(Extract):

•••

Thursday, June 26, 2014
Strategy # 1 Habitat Highways
Build
Your Story: 8 Strategies for Writing Innovative
Setting with Impact
Introduction
“The tourist may look
at a place and think ‘What does it do? What is it like? How much does it please
me?’ but the fiction writer must look at a place and think ‘What does it
suggest? What does it mean to me? What does it mean to my characters?’” Jack
Hodgins
He suggests that in order to
achieve this perspective, a writer needs to construct a place—“real or
invented”—rather than describe it. By choosing specific details you both
impress the landscape on your reader and connect them to the meaning of your
world. Think habitat.
“Stare
at your world until you discover what it has to offer you,” he says.
There are many ways to develop this
focused center in any scene. You can begin from the inside out by imagining the
location of your setting visually and finding just the right pieces to fit the
emotional core. Or you begin from
a natural habitat and focus on the specifics that define your atmosphere and
story questions.
For example a setting on the moors can
portray an image of beauty, wildness, danger, freedom and loneliness. An added
element might be the choice of dwelling. Is the habitat an ancient stone castle
weather beaten with crumbling bricks, a wooden hut, or a modern architectural
masterpiece? How would each of these possible homes blend or contrast the
physical geography?

•••

(Supplied records):
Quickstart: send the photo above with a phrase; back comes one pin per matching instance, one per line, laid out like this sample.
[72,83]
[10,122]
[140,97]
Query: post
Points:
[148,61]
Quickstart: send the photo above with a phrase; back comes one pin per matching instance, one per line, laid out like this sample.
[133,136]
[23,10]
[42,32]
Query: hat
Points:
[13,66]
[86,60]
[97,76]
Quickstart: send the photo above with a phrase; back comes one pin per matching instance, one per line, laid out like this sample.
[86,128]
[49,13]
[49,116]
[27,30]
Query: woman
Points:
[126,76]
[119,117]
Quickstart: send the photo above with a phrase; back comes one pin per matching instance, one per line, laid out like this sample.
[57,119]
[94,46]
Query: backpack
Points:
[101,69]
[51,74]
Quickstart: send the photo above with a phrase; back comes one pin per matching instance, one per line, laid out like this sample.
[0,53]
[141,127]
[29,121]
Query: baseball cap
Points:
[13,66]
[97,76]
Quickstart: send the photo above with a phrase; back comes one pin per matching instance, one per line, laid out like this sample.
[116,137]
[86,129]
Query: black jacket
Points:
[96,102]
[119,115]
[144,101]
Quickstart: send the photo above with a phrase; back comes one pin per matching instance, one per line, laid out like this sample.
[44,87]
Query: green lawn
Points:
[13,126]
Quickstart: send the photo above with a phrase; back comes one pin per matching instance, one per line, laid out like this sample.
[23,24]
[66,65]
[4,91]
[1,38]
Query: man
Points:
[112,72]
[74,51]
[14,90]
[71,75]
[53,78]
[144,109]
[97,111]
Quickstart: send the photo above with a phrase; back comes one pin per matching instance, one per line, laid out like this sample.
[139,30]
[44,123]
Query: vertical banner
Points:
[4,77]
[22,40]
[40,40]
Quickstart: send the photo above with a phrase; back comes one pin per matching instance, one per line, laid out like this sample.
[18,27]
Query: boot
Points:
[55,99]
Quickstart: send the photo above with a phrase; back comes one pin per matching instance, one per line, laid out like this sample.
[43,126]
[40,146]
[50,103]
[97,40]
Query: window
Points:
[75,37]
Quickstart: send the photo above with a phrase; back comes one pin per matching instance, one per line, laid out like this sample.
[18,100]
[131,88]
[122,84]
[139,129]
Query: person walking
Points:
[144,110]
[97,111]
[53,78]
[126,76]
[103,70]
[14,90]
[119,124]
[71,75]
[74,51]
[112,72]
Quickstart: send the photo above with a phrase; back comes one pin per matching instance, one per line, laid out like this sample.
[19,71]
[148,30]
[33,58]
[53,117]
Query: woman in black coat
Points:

•••

(Given instruction 1): In the post on writing setting, what images does a setting on the moors portray? List each one.
(Given instruction 2): Continue the post on writing setting, starting after its final question about how each possible home would blend with or contrast the physical geography.

(Reply 1): beauty, wildness, danger, freedom, loneliness

(Reply 2):
A desert, ocean, forest, meadow,
stream, canyon and island all have distinct characteristics. Even if your character
will be interacting with all kinds of terrain there will still be one that is
‘home.’ One that will quietly represent a direct heart highway, either towards
security, or away towards uncertainty.
Too early in your story yet to
decide which habitat best suits your purpose? Try this brainstorm. If your
character were to transform into her emotional habitat, what animal or bird,
flower or tree, body of water, type of wind would she become? Where would you
most likely find that setting geographically?
Read deep, marcy
Share: What in your
character’s natural habitat could become a danger to him or her?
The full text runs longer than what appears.